* **Exercise**: Translate this sentence from the text below about the Cablegate cables into Spanish: "According to WikiLeaks, 251,287 communications compose the Cablegate."

* **Document section**:
The Cablegate set is composed of +250,000 diplomatic cables.
The total number sent by Embassies and Secretary of State is guessed.
One of the biggest mysteries in astrophysics is the dark matter. Dark matter can not be seen, it doesn't shine nor reflects light. But we infer its existence because dark matter weights, and modifies the path of stars and galaxies. Cablegate has its own dark matter.
According to WikiLeaks, 251,287 communications compose the Cablegate. But what is the real volume of cables between the Embassies and Secretary of State? Can we guess it? The answer is yes, there is a simple way to know it. Using the methodology explained below, the total number of communications between Embassies and the Secretary of State is guessed.
This are the results.
The dark matter of the Embassies.
Between 2005-2009, more than 400,000 non leaked cables are identified. In this case, the uncertainty is larger than with just one embassy due to the small number or released cables. The sum increased by 50% in just one week.
Curiously, the average size of the 1800 published cables is 12 KB. If this average is representative of the whole set, something I doubt, the total size of the 250,000 messages would be 350 MB.
Secretary of State.
In addition to embassies' communications, Cablegate has some cables from the Secretary of State. This messages are often quite interesting, because they request information or send commands to the embassies (eg 09STATE106750).
In 2005 and 2006 there is no released cable, and therefore the sum cannot be estimated. But between 2007 and 2009, the volume of cables sent by the Secretary of State is remarkable (so big, that I doubted that the record number was an ordinal number and not a more sophisticated identifier). Compare this graph with the one of the embassies. 2007 show more cables from the Secretary than all Embassies combined, but beware, because this trend can be reversed with better data.
This is the chart for Madrid Embassy, which ranks seventh in the number of leaked cables.
Between 2004-2009, the existence of at least 17,000 dispatches sent from Madrid can be deduced. In the same period, there are just 3500 leaked cables. The graph shows the breakdown by year. 2007 is leaked in a high percentage, the oppositat in 2004 and 2005. Also, the number of communications decreases progressively (Why? Maybe other networks are used instead of SIPRNet). The complete table is available in Google Docs.
Cablegate Dark Matter Howto
The Guardian published a text file with dates, source and tags of the 250,000 diplomatic cables included in the Cablegate. The content of this messages are being slowly released. (Using this short descriptions, I did an analysis of the messages related to Spain -tagged as SP-, and suggested the existence of communications related to the 2004 Madrid bombings and the Spaniard Internet Law. Later, El País published this cables, confirming the suspicions).

* **Collected material**:
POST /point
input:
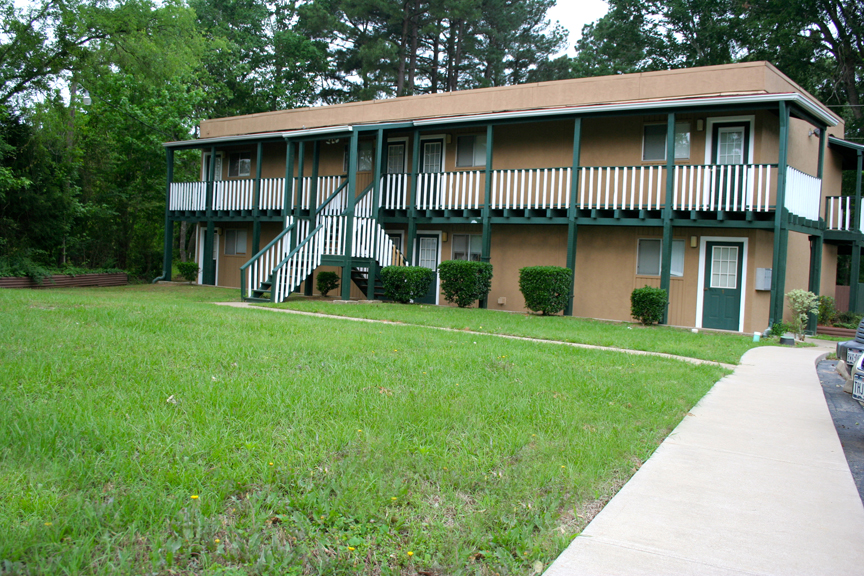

* **Expected output**: Según WikiLeaks, el Cablegate está compuesto por 251.287 comunicaciones.